Jobs:
(a) In the phosphor bronze thread, roughly what does metals4u charge for a custom piece measuring 160 x 50 x 6?
(b) Transcribe the passage of the phosphor bronze thread starting at "Find many great" and ending at "for many products!".

# phosphor bronze...where?



## Hattori-Hanzo (26 Feb 2021)

Hello all.
I've been itching to get hold of a piece of phosphor bronze for a long time for my plane making, I'd like to see how it works compared to brass and how it patina's.

I'm having a hard time finding a supplier that will sell it in small quantities, only needing a piece of flat bar around 160 x 50 x 6mm

Does any one know of a supplier, or any where that sells small bits?

Cheers.


----------



## paulrbarnard (26 Feb 2021)

Hattori-Hanzo said:


> Hello all.
> I've been itching to get hold of a piece of phosphor bronze for a long time for my plane making, I'd like to see how it works compared to brass and how it patina's.
> 
> I'm having a hard time finding a supplier that will sell it in small quantities, only needing a piece of flat bar around 160 x 50 x 6mm
> ...











Phosphor Bronze 2" Square Bar PB102 Grade (1"- 6" Lengths) Model engineering | eBay


Find many great new & used options and get the best deals for Phosphor Bronze 2" Square Bar PB102 Grade (1"- 6" Lengths) Model engineering at the best online prices at eBay! Free delivery for many products!



www.ebay.co.uk




This one is a bit thicker than you are looking for but there are pages and pages of phosphor bronze on eBay.


----------



## marcros (26 Feb 2021)

metals4u do some bronze, not sure if they do flat bar.


----------



## Hattori-Hanzo (26 Feb 2021)

Thanks for the suggestions guys,
Ebay is my usual first port of call but I'm not finding much in the way of flat bar. I've seen a lot of round bar, and also the listing you've posted Paul, but at £125 for a 6" bar it's a little more than I wanted to pay 

Thanks Marcros, I did see metals4u sell it but again only list in full size bars at £543 for the size I'm after.
You can input custom sizes but it's around £40 for a piece 160 x 50 x 6
Seemed a little pricey but maybe I'm just naive to the price, is it really that much more than brass?


----------



## Jelly (26 Feb 2021)

Hattori-Hanzo said:


> Seemed a little pricey but maybe I'm just naive to the price, is it really that much more than brass?



I generally find bronzes to be more expensive than brass, by way of an explanation of why that is:
​Phosphor Bronze is 88-99% copper, with trace amounts of phosphorus, then tin and lead as the other alloying elements...​​Brass can be as low as 60% copper, made up with zinc.​​So right away the raw materials are more expensive, add to that the fact that it's usually only specified for functional applications so most stocked materials will be grades where there's tight control of the metalurgy and the price goes up even more.​​


----------



## Hattori-Hanzo (26 Feb 2021)

Thanks for the info Jelly.

I'll have to look into the grades a bit more too, I'm guessing like brass different grades will peen better than others.

I'll keep searching for a good deal but will have to suck up the cost, just hope I don't screw the plane up


----------



## Droogs (26 Feb 2021)

Data shown:

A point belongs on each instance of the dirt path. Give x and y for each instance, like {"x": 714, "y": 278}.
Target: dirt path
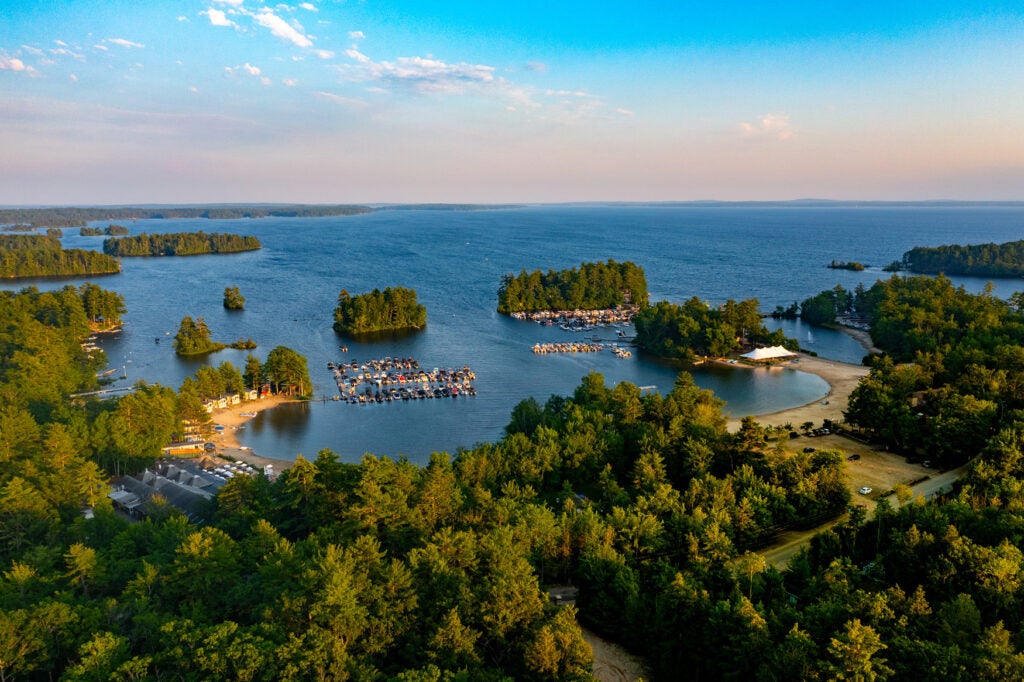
{"x": 612, "y": 663}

Task results:
(a) Around £40.

(b)
Find many great new & used options and get the best deals for Phosphor Bronze 2" Square Bar PB102 Grade (1"- 6" Lengths) Model engineering at the best online prices at eBay! Free delivery for many products!